*** PASSAGE SHOWN Section Begins ***

Health Insurance

Congressional Republicans worry about Obamacare repeal and replacement fallout, new recording shows

Andrew Harrer | Bloomberg | Getty Images

Talking about getting rid of Obamacare was easy — now Republicans are sweating over actually doing it.

A recording of a meeting of Congressional Republicans reveals their doubts, concerns and worries over how to repeal the Affordable Care Act, and how to replace that health-care reform law, the Washington Post reported Friday.

The recording underscored the fact that while Obamacare has been popular for many people, it also has led to insurance for millions of Americans whose loss of it would generate political fallout, the report said.

"We'd better be sure that we're prepared to live with the market we've created" with Obamacare repeal, said Rep. Tom McClintock, R-Calif, according to the Post article.

"That's going to be called Trumpcare. Republicans will own that lock, stock and barrel, and we'll be judged in the election less than two years away."

Trump: Our legislative work starts with repealing and replacing Obamacare

Another GOP congressman at a retreat this week held in Philadelphia, Rep. Tom MacArthur of New Jersey, voiced concerns that plans being considered by Republicans could effectively eliminate health coverage for the 20 million or so people who have gained insurance through Obamacare in the past several years.

*** PASSAGE SHOWN Section Ends ***

- EXERCISES:
1) In the Obamacare article, condense the paragraph beginning "Another GOP congressman at a retreat" into a single shorter sentence that keeps its main facts.
2) Answer these from the Obamacare article:
(a) Which newspaper reported on the recording?
(b) What name did Rep. Tom McClintock say the market created by repeal would be called?
(c) In which city was the Republican retreat held?
Answer using only the Obamacare article.

*** DATASET EXCERPTS Section Begins ***

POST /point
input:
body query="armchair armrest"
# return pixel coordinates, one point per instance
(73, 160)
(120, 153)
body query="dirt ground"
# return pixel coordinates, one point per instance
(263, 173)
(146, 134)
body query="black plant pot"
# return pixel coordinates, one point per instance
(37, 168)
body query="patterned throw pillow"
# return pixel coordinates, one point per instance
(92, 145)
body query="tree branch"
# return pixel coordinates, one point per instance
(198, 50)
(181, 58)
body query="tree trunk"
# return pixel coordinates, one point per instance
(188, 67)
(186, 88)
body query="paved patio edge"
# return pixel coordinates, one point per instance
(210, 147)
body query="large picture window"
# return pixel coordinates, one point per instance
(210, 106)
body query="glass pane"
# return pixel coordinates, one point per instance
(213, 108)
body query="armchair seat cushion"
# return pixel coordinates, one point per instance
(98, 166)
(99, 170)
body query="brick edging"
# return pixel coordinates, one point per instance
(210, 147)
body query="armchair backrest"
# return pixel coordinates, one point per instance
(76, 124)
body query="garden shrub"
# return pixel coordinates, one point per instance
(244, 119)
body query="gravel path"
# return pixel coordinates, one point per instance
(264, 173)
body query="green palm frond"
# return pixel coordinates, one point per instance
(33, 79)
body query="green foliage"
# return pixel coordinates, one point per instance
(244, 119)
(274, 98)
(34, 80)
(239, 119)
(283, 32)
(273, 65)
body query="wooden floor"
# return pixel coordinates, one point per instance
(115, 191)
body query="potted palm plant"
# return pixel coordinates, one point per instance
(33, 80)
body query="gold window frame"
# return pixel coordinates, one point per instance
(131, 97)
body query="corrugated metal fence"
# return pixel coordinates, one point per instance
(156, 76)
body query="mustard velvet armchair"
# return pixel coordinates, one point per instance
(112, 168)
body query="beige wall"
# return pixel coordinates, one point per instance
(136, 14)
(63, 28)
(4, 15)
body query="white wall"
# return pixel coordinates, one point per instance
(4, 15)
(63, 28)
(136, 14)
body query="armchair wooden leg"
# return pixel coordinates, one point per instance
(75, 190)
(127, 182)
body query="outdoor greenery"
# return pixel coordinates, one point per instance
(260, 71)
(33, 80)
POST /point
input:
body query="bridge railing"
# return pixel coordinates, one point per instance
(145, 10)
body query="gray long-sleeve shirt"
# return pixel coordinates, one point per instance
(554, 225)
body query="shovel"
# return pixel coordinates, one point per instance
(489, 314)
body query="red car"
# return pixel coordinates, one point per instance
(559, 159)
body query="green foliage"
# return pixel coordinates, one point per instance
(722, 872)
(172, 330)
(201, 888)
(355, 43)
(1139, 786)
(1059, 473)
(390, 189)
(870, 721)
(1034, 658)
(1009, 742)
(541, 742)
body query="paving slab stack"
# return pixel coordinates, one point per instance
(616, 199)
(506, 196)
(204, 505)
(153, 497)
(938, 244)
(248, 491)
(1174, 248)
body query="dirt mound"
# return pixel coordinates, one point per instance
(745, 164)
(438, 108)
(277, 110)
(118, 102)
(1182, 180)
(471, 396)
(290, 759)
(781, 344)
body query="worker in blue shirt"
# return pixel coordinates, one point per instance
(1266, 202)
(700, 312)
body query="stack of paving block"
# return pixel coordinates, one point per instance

*** DATASET EXCERPTS Section Ends ***

- SOLUTIONS BY TASK:
1) At this week's Philadelphia retreat, Rep. Tom MacArthur of New Jersey warned that plans Republicans are considering could effectively end coverage for the roughly 20 million people who gained insurance through Obamacare in recent years.

2)
(a) The Washington Post
(b) Trumpcare
(c) Philadelphia